-- Begin RECORDS FOR THIS TASK --

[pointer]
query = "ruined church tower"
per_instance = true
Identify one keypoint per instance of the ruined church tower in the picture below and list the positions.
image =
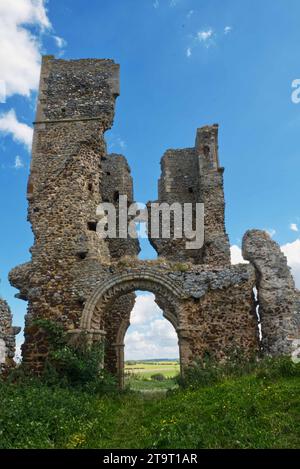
(87, 284)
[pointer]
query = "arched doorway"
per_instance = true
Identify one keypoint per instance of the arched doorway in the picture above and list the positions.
(106, 314)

-- End RECORDS FOR THIS TASK --

→ TO DO
Can you give every line in the rows above as a JSON list of strings, one string per line, skipping blank lines and leaving out the pictures?

→ WRITTEN RESPONSE
[
  "[pointer]",
  "query = \"ruined church tower\"",
  "per_instance = true",
  "Identify one keypoint per instance of the ruined church tower in the picture below and list the positions.",
  "image =",
  "(87, 284)",
  "[pointer]",
  "query = \"arched doorway\"",
  "per_instance = true",
  "Identify one keypoint per instance of the arched doorway in the picture above and list the positions.",
  "(106, 314)"
]